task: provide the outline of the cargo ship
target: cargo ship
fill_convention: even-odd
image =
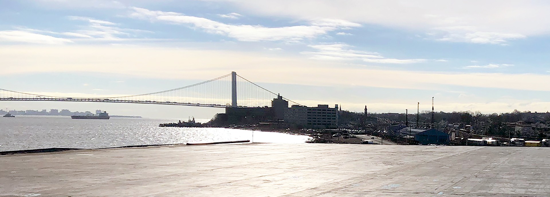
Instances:
[[[103,111],[97,114],[97,115],[90,115],[87,116],[70,116],[70,118],[73,119],[109,120],[110,117],[109,117],[109,114],[107,114],[107,111]]]

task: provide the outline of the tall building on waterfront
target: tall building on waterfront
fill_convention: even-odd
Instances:
[[[328,105],[317,105],[316,107],[294,105],[285,113],[284,122],[297,127],[337,128],[338,105],[334,108]]]
[[[288,101],[283,99],[280,94],[271,101],[271,108],[273,110],[273,119],[284,120],[284,113],[288,110]]]

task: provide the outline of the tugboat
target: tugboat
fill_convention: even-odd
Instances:
[[[107,113],[107,111],[103,111],[96,115],[90,114],[86,116],[70,116],[70,118],[73,119],[109,120],[110,117],[109,116],[109,114]]]
[[[205,127],[206,126],[205,125],[195,122],[195,117],[193,117],[193,120],[189,119],[187,122],[182,122],[181,120],[178,120],[178,123],[162,123],[158,125],[158,126],[161,127]]]

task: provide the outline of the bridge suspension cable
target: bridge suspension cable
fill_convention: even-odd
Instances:
[[[277,97],[277,94],[240,76],[237,75],[235,81],[238,104],[236,107],[271,106],[271,100]],[[98,97],[75,97],[74,94],[61,93],[56,95],[46,95],[39,93],[24,93],[0,89],[0,100],[147,103],[226,108],[231,106],[232,92],[233,91],[232,82],[232,74],[229,74],[192,85],[163,91],[136,95]]]

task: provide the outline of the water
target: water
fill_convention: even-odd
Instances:
[[[48,148],[100,148],[189,142],[252,140],[251,131],[158,127],[161,123],[175,122],[177,120],[113,117],[110,120],[73,120],[69,116],[46,116],[0,117],[0,151]],[[253,141],[303,143],[308,138],[254,131]]]

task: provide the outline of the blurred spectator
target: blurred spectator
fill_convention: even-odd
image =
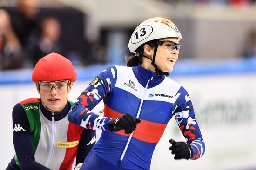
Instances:
[[[8,13],[0,9],[0,68],[20,68],[22,66],[20,44],[14,33]]]
[[[248,42],[245,46],[245,57],[256,58],[256,27],[249,34]]]
[[[59,41],[61,30],[59,21],[53,17],[47,17],[41,20],[40,25],[40,37],[37,42],[28,48],[33,66],[40,58],[48,54],[53,52],[63,53],[63,48]]]
[[[38,0],[19,0],[18,13],[12,15],[12,24],[22,49],[23,67],[32,67],[30,46],[36,43],[40,36]]]

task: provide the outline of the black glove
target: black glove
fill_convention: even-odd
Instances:
[[[190,146],[184,142],[175,142],[170,139],[169,142],[172,144],[170,147],[172,154],[175,154],[174,159],[189,159],[191,156],[192,151]]]
[[[128,113],[125,113],[120,118],[112,119],[108,123],[108,128],[111,131],[118,131],[124,129],[126,134],[131,133],[136,128],[137,124],[141,120],[135,118]]]

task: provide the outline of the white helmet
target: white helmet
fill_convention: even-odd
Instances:
[[[177,37],[180,41],[182,34],[170,20],[162,17],[152,18],[142,22],[136,28],[131,36],[128,47],[131,52],[152,40],[168,37]]]

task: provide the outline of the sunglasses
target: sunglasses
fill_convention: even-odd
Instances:
[[[54,87],[56,90],[61,91],[65,89],[67,87],[68,84],[70,84],[70,80],[61,80],[56,81],[39,81],[37,84],[40,87],[44,90],[50,91],[53,87]]]
[[[162,46],[163,48],[170,51],[172,51],[176,49],[177,51],[179,51],[181,47],[181,45],[180,44],[177,44],[172,41],[161,41],[156,42],[154,44]]]

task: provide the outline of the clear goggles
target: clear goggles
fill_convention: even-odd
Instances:
[[[43,90],[50,91],[53,87],[57,90],[62,90],[66,89],[67,87],[68,84],[70,84],[70,80],[60,80],[56,81],[39,81],[37,84],[40,85],[40,87]]]
[[[177,51],[179,51],[181,47],[181,45],[180,44],[177,44],[172,41],[158,41],[154,44],[162,46],[163,48],[167,49],[170,51],[172,51],[175,49],[176,49]]]

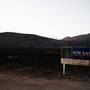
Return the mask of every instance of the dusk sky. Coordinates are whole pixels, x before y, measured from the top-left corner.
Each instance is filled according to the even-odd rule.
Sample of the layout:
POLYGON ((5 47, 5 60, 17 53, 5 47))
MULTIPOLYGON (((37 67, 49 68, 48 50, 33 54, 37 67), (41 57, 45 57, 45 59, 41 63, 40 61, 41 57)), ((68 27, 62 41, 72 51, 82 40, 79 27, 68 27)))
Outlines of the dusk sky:
POLYGON ((90 33, 90 0, 0 0, 0 32, 56 39, 90 33))

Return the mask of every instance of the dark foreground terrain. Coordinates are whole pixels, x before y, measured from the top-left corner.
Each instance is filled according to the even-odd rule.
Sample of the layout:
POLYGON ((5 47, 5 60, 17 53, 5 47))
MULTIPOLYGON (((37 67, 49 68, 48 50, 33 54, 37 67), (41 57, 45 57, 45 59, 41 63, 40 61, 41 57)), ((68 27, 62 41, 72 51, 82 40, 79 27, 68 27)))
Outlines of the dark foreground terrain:
POLYGON ((49 70, 22 72, 6 68, 0 69, 0 90, 90 90, 90 78, 62 76, 49 70))
POLYGON ((90 90, 90 83, 69 79, 49 80, 0 73, 0 90, 90 90))

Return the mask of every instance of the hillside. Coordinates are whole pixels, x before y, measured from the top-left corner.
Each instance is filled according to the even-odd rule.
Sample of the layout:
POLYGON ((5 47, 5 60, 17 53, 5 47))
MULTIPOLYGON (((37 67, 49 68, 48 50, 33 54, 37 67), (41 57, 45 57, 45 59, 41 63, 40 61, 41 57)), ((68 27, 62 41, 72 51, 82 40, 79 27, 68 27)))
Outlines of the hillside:
POLYGON ((34 34, 0 33, 0 48, 61 48, 66 46, 90 46, 90 34, 65 37, 62 40, 34 34))
POLYGON ((0 33, 0 48, 57 48, 63 41, 33 34, 0 33))

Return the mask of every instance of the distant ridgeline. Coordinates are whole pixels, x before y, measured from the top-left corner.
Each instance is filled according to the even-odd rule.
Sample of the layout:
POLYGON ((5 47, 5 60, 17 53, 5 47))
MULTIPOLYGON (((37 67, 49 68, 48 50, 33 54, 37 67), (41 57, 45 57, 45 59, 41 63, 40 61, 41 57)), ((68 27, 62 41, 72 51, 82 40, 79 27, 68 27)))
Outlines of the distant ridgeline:
POLYGON ((61 63, 90 66, 90 48, 62 48, 61 63))

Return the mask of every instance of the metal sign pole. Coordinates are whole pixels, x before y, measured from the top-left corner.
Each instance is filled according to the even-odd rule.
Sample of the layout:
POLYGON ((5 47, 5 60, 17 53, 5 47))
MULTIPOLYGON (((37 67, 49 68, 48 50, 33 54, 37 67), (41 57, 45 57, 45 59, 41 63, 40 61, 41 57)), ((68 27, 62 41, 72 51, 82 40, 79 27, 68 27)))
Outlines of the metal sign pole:
POLYGON ((63 64, 63 75, 65 75, 65 64, 63 64))

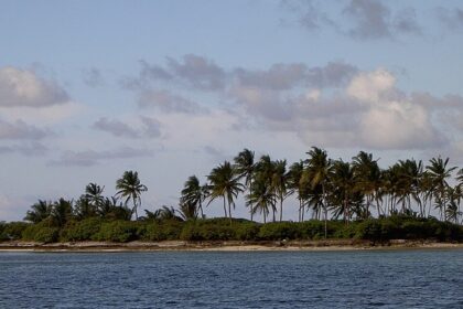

================================

§ Problem to solve: Copy out the lines of the records verbatim, starting with the line that contains "Return the mask of every instance of the hillside." and going on through the line that contains "POLYGON ((61 63, 90 66, 90 48, 62 48, 61 63))", with both of those lines included.

§ The completed task:
Return the mask of every instance of the hillside. Coordinates are whole pixels, x before y, measured from the top-left corner.
Each instance is filled according to the even-odd rule.
Sample of the layout:
POLYGON ((5 47, 5 60, 17 53, 5 47))
MULTIPOLYGON (((37 67, 49 68, 48 50, 33 54, 37 67), (41 57, 45 57, 45 59, 41 63, 40 61, 41 57)), ((68 27, 62 41, 72 51, 82 40, 79 27, 68 27)))
Outlines of the hillside:
POLYGON ((34 34, 0 33, 0 48, 61 48, 66 46, 90 46, 90 34, 65 37, 62 40, 34 34))
POLYGON ((0 33, 0 48, 57 48, 63 41, 33 34, 0 33))

Return the mask of every instance of the distant ridgeline. Coordinates are whole pixels, x before y, measured from the top-left corner.
Each instance is filled according to the even-odd rule.
Sample of the layout:
POLYGON ((5 47, 5 60, 17 53, 5 47))
MULTIPOLYGON (((37 67, 49 68, 48 50, 33 54, 37 67), (41 57, 45 57, 45 59, 41 63, 40 61, 41 57)), ((68 27, 62 41, 72 51, 82 40, 79 27, 68 27)))
Outlines of the distant ridgeline:
POLYGON ((61 63, 90 66, 90 48, 62 48, 61 63))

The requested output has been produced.